### What to work on
Recast the listing below as a numbered list with one entry per line, omitting blank lines and leaving out the pictures.

* * *

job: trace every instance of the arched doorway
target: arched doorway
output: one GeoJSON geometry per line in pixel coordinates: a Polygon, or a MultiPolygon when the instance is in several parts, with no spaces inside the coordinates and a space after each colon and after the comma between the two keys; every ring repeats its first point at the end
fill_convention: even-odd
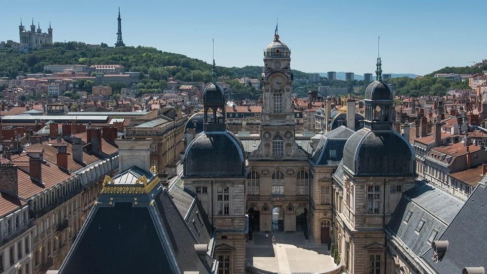
{"type": "Polygon", "coordinates": [[[253,208],[249,210],[249,226],[252,231],[260,230],[260,212],[253,208]]]}
{"type": "Polygon", "coordinates": [[[308,229],[308,211],[304,208],[296,211],[296,231],[306,231],[308,229]]]}
{"type": "Polygon", "coordinates": [[[284,231],[284,214],[280,207],[272,209],[272,230],[284,231]]]}
{"type": "Polygon", "coordinates": [[[324,220],[321,221],[321,233],[320,234],[322,244],[330,244],[330,221],[324,220]]]}

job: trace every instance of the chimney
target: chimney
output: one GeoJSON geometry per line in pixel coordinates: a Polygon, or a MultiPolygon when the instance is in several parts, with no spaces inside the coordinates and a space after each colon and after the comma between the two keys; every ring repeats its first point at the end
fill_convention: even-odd
{"type": "Polygon", "coordinates": [[[86,130],[86,139],[91,143],[90,151],[95,154],[101,153],[101,129],[91,127],[86,130]]]}
{"type": "Polygon", "coordinates": [[[25,129],[23,127],[17,127],[15,128],[15,130],[17,131],[17,138],[18,139],[20,139],[24,136],[25,129]]]}
{"type": "Polygon", "coordinates": [[[73,125],[71,123],[64,123],[62,124],[62,135],[67,136],[73,134],[73,125]]]}
{"type": "Polygon", "coordinates": [[[57,162],[56,164],[60,167],[67,169],[67,143],[55,143],[52,146],[57,149],[57,162]]]}
{"type": "Polygon", "coordinates": [[[353,99],[346,101],[346,126],[355,130],[355,100],[353,99]]]}
{"type": "Polygon", "coordinates": [[[30,178],[42,183],[41,164],[44,150],[42,148],[26,148],[25,152],[29,156],[29,172],[30,173],[30,178]]]}
{"type": "Polygon", "coordinates": [[[411,132],[411,125],[409,125],[409,123],[407,122],[406,122],[406,123],[404,124],[404,138],[406,139],[406,141],[407,141],[408,143],[409,143],[409,134],[411,132]]]}
{"type": "Polygon", "coordinates": [[[0,191],[13,197],[19,195],[17,167],[11,163],[0,163],[0,191]]]}
{"type": "Polygon", "coordinates": [[[118,131],[116,127],[111,126],[103,129],[102,136],[111,144],[115,143],[115,139],[118,138],[118,131]]]}
{"type": "Polygon", "coordinates": [[[51,123],[49,124],[49,138],[54,138],[57,136],[57,133],[59,131],[57,123],[51,123]]]}
{"type": "Polygon", "coordinates": [[[425,117],[421,117],[421,137],[424,137],[428,134],[426,124],[428,123],[428,119],[425,117]]]}
{"type": "Polygon", "coordinates": [[[78,163],[83,162],[83,145],[81,138],[74,137],[73,140],[73,159],[78,163]]]}
{"type": "Polygon", "coordinates": [[[116,139],[115,144],[118,146],[119,170],[124,171],[135,166],[149,172],[152,140],[152,138],[116,139]]]}
{"type": "Polygon", "coordinates": [[[441,145],[441,121],[440,117],[436,116],[436,122],[435,123],[435,147],[439,147],[441,145]]]}
{"type": "MultiPolygon", "coordinates": [[[[331,98],[326,98],[326,116],[325,117],[326,124],[325,125],[325,132],[328,131],[328,121],[331,119],[331,102],[332,100],[333,99],[331,98]]],[[[322,125],[322,127],[323,127],[323,125],[322,125]]]]}

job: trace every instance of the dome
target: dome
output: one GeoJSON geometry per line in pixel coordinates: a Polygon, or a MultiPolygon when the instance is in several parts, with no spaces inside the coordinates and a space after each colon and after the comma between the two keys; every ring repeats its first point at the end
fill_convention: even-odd
{"type": "Polygon", "coordinates": [[[235,134],[227,131],[198,134],[188,146],[184,159],[187,177],[246,176],[244,147],[235,134]]]}
{"type": "Polygon", "coordinates": [[[205,104],[225,103],[225,91],[220,85],[212,83],[203,92],[203,102],[205,104]]]}
{"type": "Polygon", "coordinates": [[[274,41],[264,51],[264,57],[291,57],[291,51],[285,44],[279,41],[279,36],[276,35],[274,41]]]}
{"type": "Polygon", "coordinates": [[[411,176],[414,154],[403,137],[391,130],[363,128],[343,149],[343,165],[355,175],[411,176]]]}
{"type": "Polygon", "coordinates": [[[381,81],[375,81],[365,89],[365,99],[392,100],[392,93],[387,84],[381,81]]]}

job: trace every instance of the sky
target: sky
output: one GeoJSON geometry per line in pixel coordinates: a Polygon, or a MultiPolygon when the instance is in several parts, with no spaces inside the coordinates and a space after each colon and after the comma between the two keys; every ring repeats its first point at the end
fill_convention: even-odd
{"type": "Polygon", "coordinates": [[[487,1],[301,0],[0,0],[0,41],[19,41],[22,18],[54,41],[117,40],[118,8],[123,41],[224,66],[263,65],[273,39],[291,51],[291,67],[305,72],[374,73],[377,37],[384,73],[424,75],[487,57],[487,1]]]}

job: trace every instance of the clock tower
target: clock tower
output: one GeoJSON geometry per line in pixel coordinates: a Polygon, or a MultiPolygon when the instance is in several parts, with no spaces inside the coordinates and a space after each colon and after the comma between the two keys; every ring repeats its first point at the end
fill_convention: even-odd
{"type": "Polygon", "coordinates": [[[306,157],[295,142],[290,64],[291,51],[275,34],[274,41],[264,50],[261,143],[252,156],[276,160],[306,157]]]}

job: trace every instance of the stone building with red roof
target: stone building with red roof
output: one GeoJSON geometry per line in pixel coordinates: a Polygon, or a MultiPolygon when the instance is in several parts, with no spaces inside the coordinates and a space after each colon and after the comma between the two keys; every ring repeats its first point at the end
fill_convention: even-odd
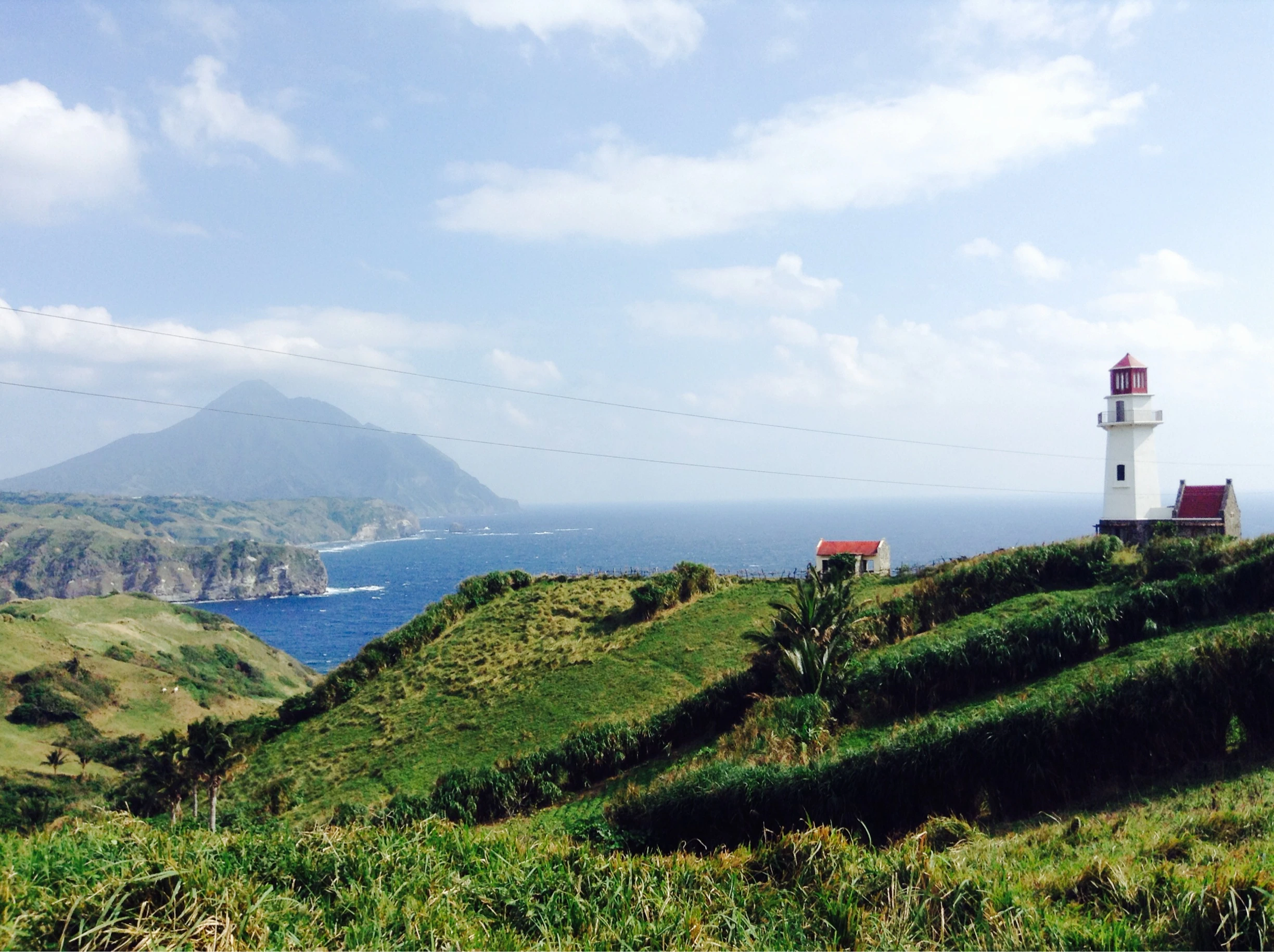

* * *

### Answer to the problem
1. job: trace every instance of the arched doorway
2. target: arched doorway
3. output: one GeoJSON geometry per line in pixel coordinates: a Polygon, or a MultiPolygon when the instance is in several parts, with no spaces inside the coordinates and a space after each colon and after the comma between the two keys; every ring repeats its first point at the end
4. fill_convention: even-odd
5. {"type": "Polygon", "coordinates": [[[253,208],[249,210],[249,226],[252,231],[260,230],[260,212],[253,208]]]}
6. {"type": "Polygon", "coordinates": [[[308,229],[308,211],[304,208],[296,211],[296,231],[306,231],[308,229]]]}
7. {"type": "Polygon", "coordinates": [[[284,231],[284,214],[280,207],[272,209],[272,230],[284,231]]]}
8. {"type": "Polygon", "coordinates": [[[324,220],[321,221],[321,233],[320,234],[322,244],[330,244],[330,221],[324,220]]]}
9. job: trace every instance of the chimney
10. target: chimney
11. output: one GeoJSON geometry per line in pixel coordinates: a Polygon, or a MultiPolygon when the instance is in several parts, with no spaces inside the coordinates and a space after each colon and after the comma between the two keys; every ring repeats its first point at the end
12. fill_convention: even-odd
13. {"type": "Polygon", "coordinates": [[[86,130],[86,139],[91,143],[90,151],[95,154],[101,153],[101,129],[91,127],[86,130]]]}
14. {"type": "Polygon", "coordinates": [[[25,129],[23,127],[17,127],[15,128],[15,130],[17,131],[17,138],[18,139],[20,139],[24,136],[25,129]]]}
15. {"type": "Polygon", "coordinates": [[[73,125],[71,123],[64,123],[62,124],[62,135],[67,136],[73,134],[73,125]]]}
16. {"type": "Polygon", "coordinates": [[[57,162],[56,164],[60,167],[67,169],[67,143],[55,143],[52,146],[57,149],[57,162]]]}
17. {"type": "Polygon", "coordinates": [[[353,99],[346,101],[346,126],[355,130],[355,100],[353,99]]]}
18. {"type": "Polygon", "coordinates": [[[30,178],[42,183],[41,164],[44,150],[42,148],[26,148],[25,152],[29,156],[29,172],[30,173],[30,178]]]}
19. {"type": "Polygon", "coordinates": [[[411,132],[411,125],[409,125],[409,123],[407,122],[406,122],[406,123],[404,124],[404,138],[406,139],[406,141],[407,141],[408,143],[409,143],[409,134],[411,132]]]}
20. {"type": "Polygon", "coordinates": [[[0,191],[13,197],[19,195],[17,167],[11,163],[0,163],[0,191]]]}
21. {"type": "Polygon", "coordinates": [[[118,131],[116,127],[111,126],[103,129],[102,136],[111,144],[115,143],[115,139],[118,138],[118,131]]]}
22. {"type": "Polygon", "coordinates": [[[51,123],[49,124],[49,138],[54,138],[57,136],[57,133],[59,131],[57,123],[51,123]]]}
23. {"type": "Polygon", "coordinates": [[[425,117],[421,117],[421,137],[424,137],[428,134],[426,124],[428,123],[428,119],[425,117]]]}
24. {"type": "Polygon", "coordinates": [[[78,163],[83,162],[83,145],[81,138],[74,137],[73,140],[73,159],[78,163]]]}
25. {"type": "Polygon", "coordinates": [[[116,139],[115,144],[118,146],[119,170],[124,171],[135,166],[149,172],[152,140],[152,138],[116,139]]]}
26. {"type": "Polygon", "coordinates": [[[441,145],[441,121],[440,117],[436,116],[436,122],[435,123],[435,147],[439,147],[441,145]]]}
27. {"type": "MultiPolygon", "coordinates": [[[[331,98],[326,98],[326,116],[325,117],[326,124],[325,125],[325,132],[328,131],[328,121],[331,119],[331,102],[332,100],[333,99],[331,98]]],[[[322,125],[322,127],[323,127],[323,125],[322,125]]]]}
28. job: trace every instance of the dome
29. target: dome
30. output: one GeoJSON geometry per line in pixel coordinates: a Polygon, or a MultiPolygon when the instance is in several parts, with no spaces inside the coordinates and a space after each colon and after the comma between the two keys; every ring repeats its first point at the end
31. fill_convention: even-odd
32. {"type": "Polygon", "coordinates": [[[235,134],[227,131],[198,134],[188,146],[184,159],[187,177],[246,176],[244,147],[235,134]]]}
33. {"type": "Polygon", "coordinates": [[[205,104],[225,103],[225,91],[220,85],[212,83],[203,92],[203,102],[205,104]]]}
34. {"type": "Polygon", "coordinates": [[[274,41],[264,51],[264,57],[291,57],[291,51],[285,44],[279,41],[279,36],[276,35],[274,41]]]}
35. {"type": "Polygon", "coordinates": [[[411,176],[414,154],[403,137],[391,130],[363,128],[343,149],[343,165],[355,175],[411,176]]]}
36. {"type": "Polygon", "coordinates": [[[381,81],[375,81],[365,89],[365,99],[392,100],[392,93],[387,84],[381,81]]]}
37. job: trace every instance of the sky
38. target: sky
39. output: one GeoJSON geometry per line in pixel coordinates: a Polygon, or a MultiPolygon when the instance is in several parts, with no spaces inside the coordinates and a space after each colon and after the comma between the two keys; every ring repeats its first point at the end
40. fill_convention: even-odd
41. {"type": "Polygon", "coordinates": [[[487,1],[301,0],[0,0],[0,41],[19,41],[22,18],[54,41],[117,40],[118,8],[123,41],[224,66],[263,65],[273,39],[291,51],[291,67],[305,72],[374,73],[377,37],[384,73],[424,75],[487,57],[487,1]]]}
42. job: trace every instance of the clock tower
43. target: clock tower
44. output: one GeoJSON geometry per line in pixel coordinates: a Polygon, or a MultiPolygon when the instance is in several parts, with no spaces inside the coordinates and a space after each colon and after the comma between the two keys; every ring repeats its first point at the end
45. fill_convention: even-odd
46. {"type": "Polygon", "coordinates": [[[306,157],[295,142],[290,64],[291,51],[275,34],[274,41],[264,50],[261,143],[252,156],[276,160],[306,157]]]}
47. job: trace every instance of the stone building with red roof
48. target: stone building with red roof
49. output: one GeoJSON geometry per line in pixel coordinates: a Polygon, or a MultiPolygon when the instance is in several parts, with no spaces inside the coordinates and a space after each colon and after the comma between the two keys; every ring repeats its first point at the end
50. fill_convention: even-odd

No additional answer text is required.